[WHAT IS NEEDED]: Please pick out each line in the records below that contains the word "street" and copy those lines.

— BEGIN RECORDS PROVIDED —

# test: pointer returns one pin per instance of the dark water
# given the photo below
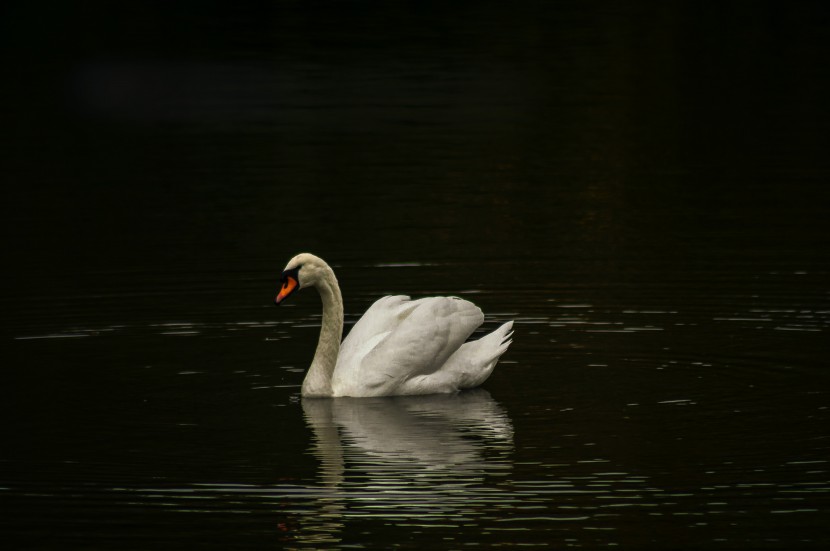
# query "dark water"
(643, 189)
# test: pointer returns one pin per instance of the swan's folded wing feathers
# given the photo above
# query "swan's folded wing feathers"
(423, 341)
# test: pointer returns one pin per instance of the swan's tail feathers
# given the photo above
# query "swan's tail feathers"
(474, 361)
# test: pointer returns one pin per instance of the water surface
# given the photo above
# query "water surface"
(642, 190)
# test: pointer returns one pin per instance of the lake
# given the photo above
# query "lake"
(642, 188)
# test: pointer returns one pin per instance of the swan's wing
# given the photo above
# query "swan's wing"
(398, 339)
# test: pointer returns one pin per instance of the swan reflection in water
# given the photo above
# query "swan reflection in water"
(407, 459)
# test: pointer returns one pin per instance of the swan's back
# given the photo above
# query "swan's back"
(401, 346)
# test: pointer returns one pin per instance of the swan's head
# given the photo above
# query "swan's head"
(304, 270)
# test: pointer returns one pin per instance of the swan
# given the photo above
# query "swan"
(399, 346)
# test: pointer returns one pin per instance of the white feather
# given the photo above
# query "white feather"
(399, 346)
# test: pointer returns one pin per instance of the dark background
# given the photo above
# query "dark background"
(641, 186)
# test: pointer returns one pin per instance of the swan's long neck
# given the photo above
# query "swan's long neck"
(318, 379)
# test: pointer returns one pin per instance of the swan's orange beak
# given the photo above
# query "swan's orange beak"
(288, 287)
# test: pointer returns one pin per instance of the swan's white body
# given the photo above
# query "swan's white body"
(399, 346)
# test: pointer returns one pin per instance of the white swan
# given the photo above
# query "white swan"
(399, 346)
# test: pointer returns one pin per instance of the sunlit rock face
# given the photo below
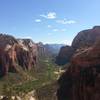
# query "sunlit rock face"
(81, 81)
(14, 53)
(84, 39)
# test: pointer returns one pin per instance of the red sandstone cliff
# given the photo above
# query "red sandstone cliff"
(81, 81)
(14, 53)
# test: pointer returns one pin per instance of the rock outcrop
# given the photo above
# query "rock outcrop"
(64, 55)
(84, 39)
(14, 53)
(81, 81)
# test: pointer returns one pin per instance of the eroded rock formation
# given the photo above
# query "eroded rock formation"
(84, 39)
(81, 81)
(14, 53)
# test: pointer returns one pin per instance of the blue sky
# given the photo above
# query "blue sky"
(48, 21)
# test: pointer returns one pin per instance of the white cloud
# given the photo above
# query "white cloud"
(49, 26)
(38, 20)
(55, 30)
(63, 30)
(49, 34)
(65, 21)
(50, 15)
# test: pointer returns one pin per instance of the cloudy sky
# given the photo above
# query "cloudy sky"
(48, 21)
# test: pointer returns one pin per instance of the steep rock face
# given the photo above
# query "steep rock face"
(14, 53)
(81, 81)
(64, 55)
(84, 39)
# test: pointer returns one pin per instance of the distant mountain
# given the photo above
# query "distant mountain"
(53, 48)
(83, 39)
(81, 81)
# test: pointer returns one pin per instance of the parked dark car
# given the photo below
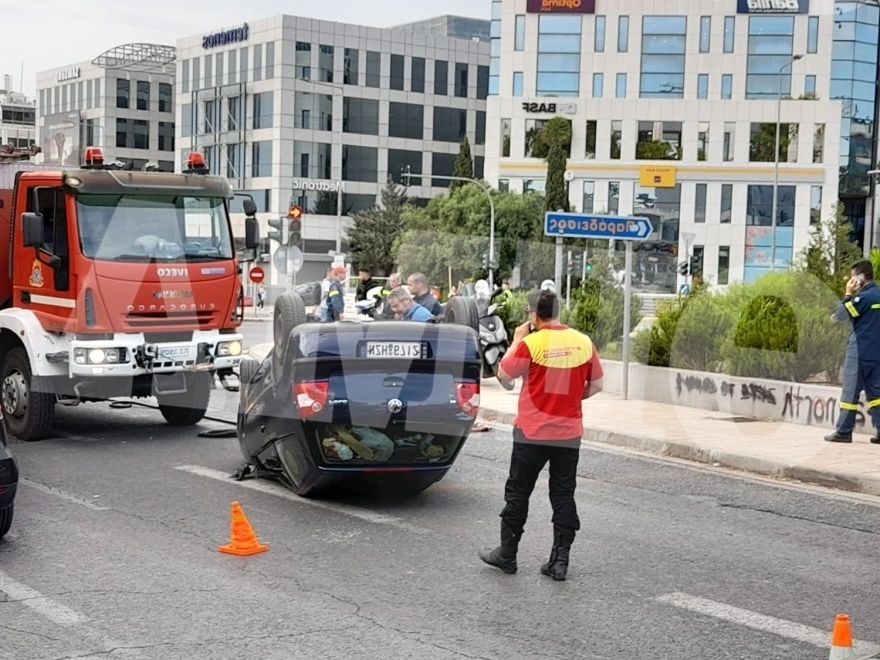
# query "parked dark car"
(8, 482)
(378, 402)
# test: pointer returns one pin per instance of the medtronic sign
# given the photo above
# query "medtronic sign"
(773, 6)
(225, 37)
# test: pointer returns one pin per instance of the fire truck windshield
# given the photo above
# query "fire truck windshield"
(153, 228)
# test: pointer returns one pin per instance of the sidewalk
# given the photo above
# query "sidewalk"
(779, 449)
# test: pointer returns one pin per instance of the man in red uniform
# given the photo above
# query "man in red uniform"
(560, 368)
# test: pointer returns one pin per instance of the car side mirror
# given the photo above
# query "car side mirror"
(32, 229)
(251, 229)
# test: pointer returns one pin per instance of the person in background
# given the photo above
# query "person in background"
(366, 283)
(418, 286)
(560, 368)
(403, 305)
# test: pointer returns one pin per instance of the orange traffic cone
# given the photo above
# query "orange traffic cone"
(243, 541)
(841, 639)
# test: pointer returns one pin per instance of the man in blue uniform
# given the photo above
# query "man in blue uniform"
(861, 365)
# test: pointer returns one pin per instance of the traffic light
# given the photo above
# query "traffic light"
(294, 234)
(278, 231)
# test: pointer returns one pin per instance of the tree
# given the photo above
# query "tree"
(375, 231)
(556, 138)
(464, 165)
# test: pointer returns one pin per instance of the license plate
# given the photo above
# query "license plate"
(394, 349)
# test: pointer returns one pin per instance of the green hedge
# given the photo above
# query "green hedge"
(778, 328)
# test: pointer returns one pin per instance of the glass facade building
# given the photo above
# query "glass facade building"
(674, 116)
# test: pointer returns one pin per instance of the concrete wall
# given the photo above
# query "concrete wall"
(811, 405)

— END RECORDS PROVIDED —
— BEGIN RECORDS PROVIDED —

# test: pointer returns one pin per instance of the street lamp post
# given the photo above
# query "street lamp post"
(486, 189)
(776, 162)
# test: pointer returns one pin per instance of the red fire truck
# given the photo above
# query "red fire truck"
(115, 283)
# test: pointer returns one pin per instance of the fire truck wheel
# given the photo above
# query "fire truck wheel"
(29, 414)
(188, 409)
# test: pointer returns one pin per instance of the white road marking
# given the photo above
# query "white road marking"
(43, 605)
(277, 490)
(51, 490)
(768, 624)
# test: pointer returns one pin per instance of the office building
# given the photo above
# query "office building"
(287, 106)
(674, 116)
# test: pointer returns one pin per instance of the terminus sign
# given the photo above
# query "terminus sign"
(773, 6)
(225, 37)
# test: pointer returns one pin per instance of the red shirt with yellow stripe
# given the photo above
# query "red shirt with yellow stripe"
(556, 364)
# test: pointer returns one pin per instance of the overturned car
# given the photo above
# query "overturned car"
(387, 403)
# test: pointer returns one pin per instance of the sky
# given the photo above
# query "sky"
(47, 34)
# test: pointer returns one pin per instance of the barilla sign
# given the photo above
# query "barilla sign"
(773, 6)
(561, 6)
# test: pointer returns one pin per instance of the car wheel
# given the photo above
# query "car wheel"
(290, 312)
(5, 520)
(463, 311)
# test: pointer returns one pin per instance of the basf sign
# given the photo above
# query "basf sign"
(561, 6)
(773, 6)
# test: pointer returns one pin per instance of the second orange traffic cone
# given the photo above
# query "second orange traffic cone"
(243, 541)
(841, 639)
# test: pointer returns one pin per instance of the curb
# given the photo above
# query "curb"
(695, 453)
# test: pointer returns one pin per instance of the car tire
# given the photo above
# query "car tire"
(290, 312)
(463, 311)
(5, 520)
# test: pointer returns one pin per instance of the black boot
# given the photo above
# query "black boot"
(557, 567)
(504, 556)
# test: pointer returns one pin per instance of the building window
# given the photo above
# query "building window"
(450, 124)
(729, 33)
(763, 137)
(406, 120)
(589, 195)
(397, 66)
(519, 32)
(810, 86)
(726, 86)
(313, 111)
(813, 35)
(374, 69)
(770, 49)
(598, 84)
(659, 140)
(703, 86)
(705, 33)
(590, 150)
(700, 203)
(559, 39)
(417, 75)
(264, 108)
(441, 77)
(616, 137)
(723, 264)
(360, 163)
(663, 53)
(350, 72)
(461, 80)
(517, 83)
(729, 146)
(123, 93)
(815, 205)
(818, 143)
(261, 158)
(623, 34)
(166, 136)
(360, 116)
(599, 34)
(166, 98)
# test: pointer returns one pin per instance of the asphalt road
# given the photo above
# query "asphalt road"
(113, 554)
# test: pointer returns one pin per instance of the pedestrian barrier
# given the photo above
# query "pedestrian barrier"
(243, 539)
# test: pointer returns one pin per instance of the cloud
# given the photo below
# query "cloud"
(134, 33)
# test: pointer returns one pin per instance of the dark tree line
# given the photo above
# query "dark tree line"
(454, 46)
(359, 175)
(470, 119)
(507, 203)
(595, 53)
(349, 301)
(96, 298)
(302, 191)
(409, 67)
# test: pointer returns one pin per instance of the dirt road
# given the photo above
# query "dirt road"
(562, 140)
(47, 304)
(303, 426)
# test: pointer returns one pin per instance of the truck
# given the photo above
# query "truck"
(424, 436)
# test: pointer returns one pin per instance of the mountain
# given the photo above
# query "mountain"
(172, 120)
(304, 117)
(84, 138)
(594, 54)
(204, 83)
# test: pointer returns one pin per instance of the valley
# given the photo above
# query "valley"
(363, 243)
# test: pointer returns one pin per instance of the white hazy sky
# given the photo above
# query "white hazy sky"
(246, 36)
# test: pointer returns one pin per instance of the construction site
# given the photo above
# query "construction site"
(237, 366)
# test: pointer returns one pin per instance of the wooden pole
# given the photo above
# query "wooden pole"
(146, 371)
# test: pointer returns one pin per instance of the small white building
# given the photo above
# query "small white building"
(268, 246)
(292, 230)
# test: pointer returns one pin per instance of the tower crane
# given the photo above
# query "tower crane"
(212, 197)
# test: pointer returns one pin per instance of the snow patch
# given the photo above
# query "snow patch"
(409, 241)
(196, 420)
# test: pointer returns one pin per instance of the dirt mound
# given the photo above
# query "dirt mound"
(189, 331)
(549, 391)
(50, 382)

— END RECORDS PROVIDED —

[TASK RESPONSE]:
# test: pointer returns one pin per instance of the street lamp post
# query "street lamp post"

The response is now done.